* **Trecho dado**:
O caminho do videogame, no entanto, era mais árduo por seu fator interativo, o controle nas coisas em tela precisava ser algo convincente. Nisso, quando hoje em dia parece tudo tão estabelecido, o que ocorre é o que falei alguns parágrafos antes: “o real se torna o padrão”.

Nós já temos jogos com uma fidelidade gráfica como um Red Dead Redemption 2. Podemos também explorar espaços de escala universal como um No Man’s Sky. Portanto, todas essas possibilidades, se não já saciadas 100%, passamos atualmente a ter uma ideia bem clara do que essa experiência parece ser.

Você já parou para pensar o que porque das empresas estarem tão desesperadas investindo em experiências cada vez mais imersivas como óculos de realidade virtual, dentre tantas outras coisas nesse sentido?

* **Material fornecido**:
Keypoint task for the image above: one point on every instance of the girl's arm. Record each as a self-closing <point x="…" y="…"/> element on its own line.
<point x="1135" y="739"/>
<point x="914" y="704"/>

* **Problema proposto 1**:
No trecho sobre videogames, qual jogo aparece como exemplo de exploração de espaços de escala universal?
* **Problema proposto 2**:
Escreva a continuação do trecho sobre videogames a partir da última frase apresentada.

* **Resposta da tarefa 1**:
No Man’s Sky.

* **Resposta da tarefa 2**:
O futuro precisa ser sedutor, a tecnologia precisa caminhar para frente, a necessidade de consumir o que há por vir precisa estar no nosso imaginário, por mais intangível que pareça.

É nesse aspecto que os jogos indies são tão fundamentais nessa mídia. Eles trazem, justamente, as novas dinâmicas nessas regras que já estão sendo engessadas, não só na parte visual, mas na jogabilidade, e nisso, os videogames tem um grande diferencial comparado a outras mídias.

O cenário independente é o que impede um novo crash dos videogames, por mais que a indústria tente engessá-los também, como é bastante perceptível no The Game Awards, por exemplo, já me manifestei um pouco sobre isso em outro texto que escrevi.

Então, os videogames estão menos empolgantes?

Assim, se você mantém as mesmas expectativas que tinha há 20 ou 10 anos, sinto lhe dizer, mas, o que não vai faltar é decepção.

Isso é a mesma coisa que permanecer vivendo num “o que você quer ser quando crescer”, mantendo a mesma ingenuidade de quando se era criança.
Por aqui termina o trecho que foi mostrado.